Please repeat all of the records, keeping every word unchanged.

» **Supplied material**:
^^^^^^^^
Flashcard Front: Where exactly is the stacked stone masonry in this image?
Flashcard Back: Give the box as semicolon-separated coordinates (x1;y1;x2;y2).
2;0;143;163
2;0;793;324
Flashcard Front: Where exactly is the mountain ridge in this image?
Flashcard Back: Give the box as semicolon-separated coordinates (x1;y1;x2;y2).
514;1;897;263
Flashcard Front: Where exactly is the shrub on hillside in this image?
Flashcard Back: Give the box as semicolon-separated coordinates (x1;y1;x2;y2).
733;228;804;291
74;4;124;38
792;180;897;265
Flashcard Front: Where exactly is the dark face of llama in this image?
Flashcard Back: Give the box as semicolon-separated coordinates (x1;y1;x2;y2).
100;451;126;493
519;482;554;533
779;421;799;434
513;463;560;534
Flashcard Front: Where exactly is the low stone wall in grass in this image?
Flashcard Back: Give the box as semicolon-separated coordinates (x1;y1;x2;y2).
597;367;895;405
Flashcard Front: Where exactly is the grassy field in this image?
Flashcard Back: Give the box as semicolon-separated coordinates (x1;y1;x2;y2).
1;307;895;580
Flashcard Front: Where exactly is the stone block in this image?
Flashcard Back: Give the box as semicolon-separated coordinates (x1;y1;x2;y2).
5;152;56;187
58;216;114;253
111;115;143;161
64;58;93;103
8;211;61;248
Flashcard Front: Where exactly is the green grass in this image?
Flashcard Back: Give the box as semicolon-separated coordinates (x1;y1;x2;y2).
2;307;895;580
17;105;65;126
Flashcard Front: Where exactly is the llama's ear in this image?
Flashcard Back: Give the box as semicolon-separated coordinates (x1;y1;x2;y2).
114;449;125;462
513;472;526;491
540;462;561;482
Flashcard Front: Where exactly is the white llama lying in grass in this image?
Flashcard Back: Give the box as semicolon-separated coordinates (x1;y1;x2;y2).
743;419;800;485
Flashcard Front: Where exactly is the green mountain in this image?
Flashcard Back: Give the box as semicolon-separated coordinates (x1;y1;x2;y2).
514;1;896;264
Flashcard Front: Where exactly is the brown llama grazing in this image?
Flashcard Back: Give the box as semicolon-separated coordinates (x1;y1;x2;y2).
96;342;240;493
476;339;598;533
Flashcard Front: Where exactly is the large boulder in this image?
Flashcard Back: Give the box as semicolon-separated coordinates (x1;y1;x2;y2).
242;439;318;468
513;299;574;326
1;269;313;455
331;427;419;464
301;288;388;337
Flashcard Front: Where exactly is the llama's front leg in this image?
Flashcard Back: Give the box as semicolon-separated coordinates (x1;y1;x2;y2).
^^^^^^^^
» **Answer box**:
Flashcard Front: Where exactly is the stacked stone masonry in this image?
Flashcard Back: Give the box as semicolon-separated coordinates (x1;y1;x2;y2).
2;0;143;163
2;0;793;324
Flashcard Front: Where exactly is the mountain ridge in this image?
Flashcard Back: Give the box as semicolon-separated coordinates (x1;y1;x2;y2).
514;1;897;263
Flashcard Front: Where exactly is the shrub on hillside in this image?
Flashcard Back: Give the box as semicolon-separated coordinates (x1;y1;x2;y2).
733;228;804;291
74;4;124;38
792;180;897;265
Flashcard Front: Where exactly is the dark face of llama in this image?
Flashcard Back: Give the box as semicolon-separated coordinates (x1;y1;x2;y2).
100;451;126;493
519;482;554;533
779;421;799;434
513;463;560;534
Flashcard Front: Where exactly is the low stone wall in grass in this image?
Flashcard Back: Give the box as semicolon-separated coordinates (x1;y1;x2;y2).
597;367;895;405
Flashcard Front: Where exactly is the grassy field in this image?
Flashcard Back: Give the box as semicolon-separated coordinates (x1;y1;x2;y2).
1;307;895;580
Flashcard Front: Where exactly is the stone block in this image?
Flashcard Back: Give the box as semicolon-separated coordinates (x1;y1;x2;y2).
5;152;56;187
58;216;114;253
111;115;143;161
64;58;93;103
8;211;61;248
Flashcard Front: Where exactly is the green grass in this image?
Flashcard Back: Give the box as semicolon-separated coordinates (x1;y1;x2;y2).
2;307;895;580
17;105;65;126
Flashcard Front: Where exactly is the llama's ear in this image?
Flashcard Back: Give the box as semicolon-separated coordinates (x1;y1;x2;y2).
114;449;125;462
513;472;526;491
540;462;561;482
Flashcard Front: Where exactly is the white llama lying in grass in this image?
Flashcard Back: Give the box as semicolon-separated coordinates (x1;y1;x2;y2).
743;419;800;485
Flashcard Front: Where exactly is the green mountain in this image?
Flashcard Back: Give the box as semicolon-separated coordinates (x1;y1;x2;y2).
514;1;896;264
Flashcard Front: Where exactly is the brown llama grazing in this image?
Flashcard Back: Give the box as semicolon-separated coordinates (x1;y1;x2;y2).
96;342;240;493
476;339;598;533
Flashcard Front: Where exactly is the large boulder in this image?
Flashcard Back: Give the box as semicolon-separated coordinates (x1;y1;x2;y2).
242;439;318;468
513;299;574;326
1;269;313;455
331;427;419;464
301;288;388;337
Flashcard Front: Where exactly is the llama's front leg in this image?
Flashcard Back: Give the box as semicolon-separated coordinates (x1;y1;x2;y2).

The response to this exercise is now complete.